Thursday 16th was a better day, if starting in doubt. The day before having been, tourism-wise, such a bummer, I turned my back on Rome especially once I discovered the house is about 9 km from Nemi where John Purtell's ships are — aren't actually, but about that, anon.

The walk to Nemi — another good walking day, if mostly cloudy, clearing only towards late afternoon — is pleasant if traffic-plagued: mostly slowly rising to flat, winding thru chestnut forests; and indeed Rocca di Papa in the commune of which I was walking most of the way (but not the town, which I've only seen from a distance) has a Sagra della Castagna at about this time. The turnoff to Nemi, however, is a sharp hill down; quite some way, too.

[and if you need it, here's help in using the map,
including my own symbols & added information.]

Nemi itself is an attractive town, and despite the downhill entrance, is still at quite a commanding height over its little lake: several belvederes. The main monument in town is the behemoth castle of the Princes Ruspoli — all scaffolded up but it isn't any too attractive: late Renaissance prison style, I think.

[image ALT: The almost perfectly round caldera lake of Nemi, taken from a height of maybe 100 meters.]

From just W of Nemi, you are looking SSE.
On the hill across the lake, Genzano di Roma.

▶ **Stated exercise**
In the account of the walk to Nemi, answer these:
(a) About how far is the house from Nemi?
(b) What festival does Rocca di Papa hold at about this time?
(c) Which town stands on the hill across the lake?

▶ **Listing**
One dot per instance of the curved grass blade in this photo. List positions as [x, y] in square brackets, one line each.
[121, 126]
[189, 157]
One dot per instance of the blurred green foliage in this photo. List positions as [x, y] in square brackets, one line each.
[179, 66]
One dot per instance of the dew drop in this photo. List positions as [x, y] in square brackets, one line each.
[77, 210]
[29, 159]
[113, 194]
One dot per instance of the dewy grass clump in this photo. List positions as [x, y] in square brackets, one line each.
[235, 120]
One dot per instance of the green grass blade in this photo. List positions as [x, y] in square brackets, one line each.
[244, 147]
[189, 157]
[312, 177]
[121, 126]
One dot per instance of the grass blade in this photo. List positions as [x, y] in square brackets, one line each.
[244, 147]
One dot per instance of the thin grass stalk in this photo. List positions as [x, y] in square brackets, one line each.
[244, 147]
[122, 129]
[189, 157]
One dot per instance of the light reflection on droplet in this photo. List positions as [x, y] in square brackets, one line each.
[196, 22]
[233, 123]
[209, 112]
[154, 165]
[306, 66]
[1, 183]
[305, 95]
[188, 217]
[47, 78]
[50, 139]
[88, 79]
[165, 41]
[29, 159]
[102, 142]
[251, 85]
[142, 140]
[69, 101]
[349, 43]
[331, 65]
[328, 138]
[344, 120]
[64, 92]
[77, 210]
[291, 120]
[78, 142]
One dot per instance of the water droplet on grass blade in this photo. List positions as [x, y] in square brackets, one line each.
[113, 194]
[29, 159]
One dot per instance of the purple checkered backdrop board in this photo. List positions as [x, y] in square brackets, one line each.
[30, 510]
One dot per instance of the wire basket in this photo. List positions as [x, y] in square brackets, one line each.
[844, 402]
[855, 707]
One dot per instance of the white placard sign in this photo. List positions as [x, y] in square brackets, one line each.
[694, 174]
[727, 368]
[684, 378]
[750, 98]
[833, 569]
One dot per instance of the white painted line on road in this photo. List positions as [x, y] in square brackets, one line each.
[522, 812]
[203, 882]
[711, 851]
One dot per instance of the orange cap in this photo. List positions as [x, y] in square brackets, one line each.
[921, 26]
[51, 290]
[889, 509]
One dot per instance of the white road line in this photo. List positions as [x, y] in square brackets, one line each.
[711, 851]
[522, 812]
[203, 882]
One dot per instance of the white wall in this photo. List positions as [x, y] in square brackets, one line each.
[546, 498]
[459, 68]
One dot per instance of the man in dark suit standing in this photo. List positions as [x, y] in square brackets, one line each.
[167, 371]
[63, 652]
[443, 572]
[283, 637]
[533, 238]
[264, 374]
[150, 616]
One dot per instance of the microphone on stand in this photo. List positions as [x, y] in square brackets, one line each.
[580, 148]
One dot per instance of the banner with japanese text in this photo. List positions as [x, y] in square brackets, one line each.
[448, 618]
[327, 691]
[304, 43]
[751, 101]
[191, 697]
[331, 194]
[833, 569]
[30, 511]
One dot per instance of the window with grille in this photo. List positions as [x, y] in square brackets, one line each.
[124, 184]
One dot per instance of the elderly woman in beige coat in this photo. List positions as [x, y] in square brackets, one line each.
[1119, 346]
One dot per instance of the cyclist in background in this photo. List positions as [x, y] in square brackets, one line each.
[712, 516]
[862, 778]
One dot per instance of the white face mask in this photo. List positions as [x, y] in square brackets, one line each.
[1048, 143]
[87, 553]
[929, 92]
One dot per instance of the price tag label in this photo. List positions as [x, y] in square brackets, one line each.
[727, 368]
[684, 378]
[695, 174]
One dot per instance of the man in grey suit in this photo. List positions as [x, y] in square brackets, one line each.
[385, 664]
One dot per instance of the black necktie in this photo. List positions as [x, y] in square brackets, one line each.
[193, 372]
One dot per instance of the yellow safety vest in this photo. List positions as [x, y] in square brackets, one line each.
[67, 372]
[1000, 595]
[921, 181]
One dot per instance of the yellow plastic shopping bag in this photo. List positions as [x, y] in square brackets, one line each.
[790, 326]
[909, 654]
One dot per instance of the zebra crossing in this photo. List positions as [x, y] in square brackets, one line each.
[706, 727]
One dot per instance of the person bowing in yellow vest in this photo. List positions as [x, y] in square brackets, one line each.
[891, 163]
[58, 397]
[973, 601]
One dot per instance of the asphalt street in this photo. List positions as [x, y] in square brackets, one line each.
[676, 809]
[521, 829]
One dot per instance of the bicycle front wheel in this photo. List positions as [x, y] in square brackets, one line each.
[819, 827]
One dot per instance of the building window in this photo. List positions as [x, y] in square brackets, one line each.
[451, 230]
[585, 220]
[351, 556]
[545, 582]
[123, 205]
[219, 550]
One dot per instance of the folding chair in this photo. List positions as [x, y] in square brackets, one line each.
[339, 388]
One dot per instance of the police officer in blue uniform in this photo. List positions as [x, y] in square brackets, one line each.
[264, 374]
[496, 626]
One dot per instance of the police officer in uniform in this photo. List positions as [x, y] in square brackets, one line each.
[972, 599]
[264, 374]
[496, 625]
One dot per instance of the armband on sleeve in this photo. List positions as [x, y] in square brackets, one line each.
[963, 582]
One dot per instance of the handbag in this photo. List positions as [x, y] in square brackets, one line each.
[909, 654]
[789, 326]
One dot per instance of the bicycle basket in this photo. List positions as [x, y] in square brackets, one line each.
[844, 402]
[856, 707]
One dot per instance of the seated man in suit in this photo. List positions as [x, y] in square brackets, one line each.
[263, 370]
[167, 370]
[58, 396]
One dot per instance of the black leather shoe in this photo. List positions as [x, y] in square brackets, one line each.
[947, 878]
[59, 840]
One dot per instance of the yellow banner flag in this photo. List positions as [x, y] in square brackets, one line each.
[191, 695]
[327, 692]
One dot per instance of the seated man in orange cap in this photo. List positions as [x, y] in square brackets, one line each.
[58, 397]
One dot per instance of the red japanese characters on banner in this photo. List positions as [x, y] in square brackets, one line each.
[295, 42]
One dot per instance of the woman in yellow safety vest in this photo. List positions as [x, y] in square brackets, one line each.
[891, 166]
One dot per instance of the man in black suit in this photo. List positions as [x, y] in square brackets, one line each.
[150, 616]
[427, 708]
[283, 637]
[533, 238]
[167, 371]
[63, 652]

▶ **Solution to this problem**
(a) About 9 km.
(b) A Sagra della Castagna.
(c) Genzano di Roma.